PAGE:
You are invited to participate in an afternoon of statistics seminars at NCAR.
We have three speakers lined up for this year's edition. Each presentation will be followed by a short discussion and a coffee break.
Efficient Computation of Gaussian Likelihoods for Stationary Markov Random Field Models
Joe Guinness, Department of Statistics, North Carolina State University
We introduce new methods for efficiently computing the Gaussian likelihood for spatial models that consist of a Gaussian Markov random field (GMRF) with stationary covariances and an additive uncorrelated error term, when the data locations fall on a possibly incomplete regular grid. The calculations can be made exact up to machine precision and are efficient both in memory allocation and computation time and are particularly fast when the uncorrelated error term is not present. Our approach handles boundary effects and missing values in a natural fashion. Frequentist methods are highlighted, but the availability of the likelihood allows for Bayesian inference as well. We demonstrate our results in simulation and timing studies, as well as with an application to gridded satellite data, where we use the exact likelihood both for parameter estimation and model comparison.

[Some records]
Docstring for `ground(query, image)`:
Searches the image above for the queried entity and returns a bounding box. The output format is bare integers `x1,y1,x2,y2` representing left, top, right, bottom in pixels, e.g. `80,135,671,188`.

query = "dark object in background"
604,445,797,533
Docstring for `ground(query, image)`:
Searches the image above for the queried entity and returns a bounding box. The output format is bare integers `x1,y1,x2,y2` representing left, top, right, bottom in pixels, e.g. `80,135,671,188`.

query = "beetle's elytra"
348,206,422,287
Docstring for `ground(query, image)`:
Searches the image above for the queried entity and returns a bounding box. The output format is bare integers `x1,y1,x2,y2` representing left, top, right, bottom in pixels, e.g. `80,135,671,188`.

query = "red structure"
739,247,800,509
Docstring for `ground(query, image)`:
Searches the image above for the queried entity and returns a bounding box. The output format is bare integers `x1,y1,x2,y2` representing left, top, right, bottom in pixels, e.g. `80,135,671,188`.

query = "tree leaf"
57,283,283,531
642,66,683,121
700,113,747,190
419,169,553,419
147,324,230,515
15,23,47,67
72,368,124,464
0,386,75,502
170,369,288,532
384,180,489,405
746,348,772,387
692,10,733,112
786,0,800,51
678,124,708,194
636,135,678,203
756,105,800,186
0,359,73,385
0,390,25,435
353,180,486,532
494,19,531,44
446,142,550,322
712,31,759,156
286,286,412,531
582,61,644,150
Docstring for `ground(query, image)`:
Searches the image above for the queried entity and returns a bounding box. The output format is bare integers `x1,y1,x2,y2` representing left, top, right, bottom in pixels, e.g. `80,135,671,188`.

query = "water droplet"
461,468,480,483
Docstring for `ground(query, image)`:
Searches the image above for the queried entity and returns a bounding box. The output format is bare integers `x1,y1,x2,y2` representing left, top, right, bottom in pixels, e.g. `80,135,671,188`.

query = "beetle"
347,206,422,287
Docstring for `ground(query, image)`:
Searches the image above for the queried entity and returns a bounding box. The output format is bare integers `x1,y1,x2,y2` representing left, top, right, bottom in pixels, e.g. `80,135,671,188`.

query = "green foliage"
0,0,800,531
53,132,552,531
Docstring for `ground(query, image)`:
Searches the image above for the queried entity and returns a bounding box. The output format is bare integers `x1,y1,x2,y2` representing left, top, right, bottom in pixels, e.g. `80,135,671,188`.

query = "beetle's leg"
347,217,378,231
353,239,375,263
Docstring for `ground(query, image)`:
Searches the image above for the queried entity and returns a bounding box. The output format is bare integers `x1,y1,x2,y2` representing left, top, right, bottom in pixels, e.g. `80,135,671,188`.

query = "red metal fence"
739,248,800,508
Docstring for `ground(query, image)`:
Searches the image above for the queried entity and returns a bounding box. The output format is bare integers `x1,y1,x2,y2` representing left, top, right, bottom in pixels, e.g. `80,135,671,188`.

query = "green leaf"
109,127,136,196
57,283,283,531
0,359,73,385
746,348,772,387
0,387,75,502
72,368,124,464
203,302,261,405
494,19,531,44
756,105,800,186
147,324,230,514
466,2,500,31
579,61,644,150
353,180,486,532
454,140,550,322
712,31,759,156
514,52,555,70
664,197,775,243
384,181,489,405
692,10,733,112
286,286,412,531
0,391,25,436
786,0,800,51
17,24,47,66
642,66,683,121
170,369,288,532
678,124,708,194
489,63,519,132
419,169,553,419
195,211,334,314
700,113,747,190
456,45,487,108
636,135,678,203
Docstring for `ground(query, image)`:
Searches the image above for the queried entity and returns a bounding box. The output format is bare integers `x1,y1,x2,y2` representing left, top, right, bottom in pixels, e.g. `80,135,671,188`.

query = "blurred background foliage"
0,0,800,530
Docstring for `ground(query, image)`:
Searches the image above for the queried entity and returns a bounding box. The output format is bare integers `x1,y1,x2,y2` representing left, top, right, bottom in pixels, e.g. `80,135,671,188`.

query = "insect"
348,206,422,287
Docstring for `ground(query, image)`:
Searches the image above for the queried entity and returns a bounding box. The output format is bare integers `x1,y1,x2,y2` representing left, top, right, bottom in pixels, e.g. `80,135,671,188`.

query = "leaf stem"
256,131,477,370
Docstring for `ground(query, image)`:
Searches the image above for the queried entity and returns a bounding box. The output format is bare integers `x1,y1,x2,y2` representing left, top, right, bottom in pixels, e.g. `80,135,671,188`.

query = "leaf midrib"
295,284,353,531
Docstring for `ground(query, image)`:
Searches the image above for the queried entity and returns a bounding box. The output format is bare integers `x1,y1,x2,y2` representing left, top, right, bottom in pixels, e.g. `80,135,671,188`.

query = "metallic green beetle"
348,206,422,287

SET OF TASKS:
• a. Answer these questions about the NCAR seminar announcement:
(i) How many speakers are scheduled for this year's edition?
(ii) What follows each presentation?
(iii) What kind of data is used in the application described in the first talk?
• b. Pick up the NCAR seminar announcement where it stops and keep writing.

RESULTS:
• a.
(i) Three.
(ii) A short discussion and a coffee break.
(iii) Gridded satellite data.

• b.
Statistical Analysis of Remote-Sensing Datasets Using Basis-Function Representations
Matthias Katzfuss, Department of Statistics, Texas A&M University
The spatial statistical analysis of remote-sensing datasets poses several challenges. The datasets are large or even massive, which leads to computational infeasibility. Often, it is advantageous to combine ("fuse") measurements on the same or related spatial processes from several instruments, but these instruments typically exhibit different spatial footprints and measurement-error characteristics. In addition, complementary, massive datasets might be stored in different locations and are costly to move to one location, which means that the analysis must be moved to the data, instead of the other way around. I will discuss how all of these problems can be tackled using statistical models that can be written as linear combinations of spatial basis functions at multiple resolutions. These basis functions can represent arbitrary processes, allow change-of-support, and enable scalable, parallel, and distributed computations.
Analyzing Spatial Data Locally
Tailen Hsing, Department of Statistics, University of Michigan
Stationarity is a common assumption in spatial statistics. The justification is often that stationarity is a reasonable approximation if data are collected "locally." In this talk we first review various known approaches for modeling nonstationary spatial data. We then examine the notion of local stationarity in more detail. In particular, we will consider a nonstationary model whose covariance behaves like the Matern covariance locally and an inference approach for that model based on gridded data.
After the seminar sessions you are welcome to join the group for Happy Hour at Under the Sun at 5:00pm
We look forward to your participation!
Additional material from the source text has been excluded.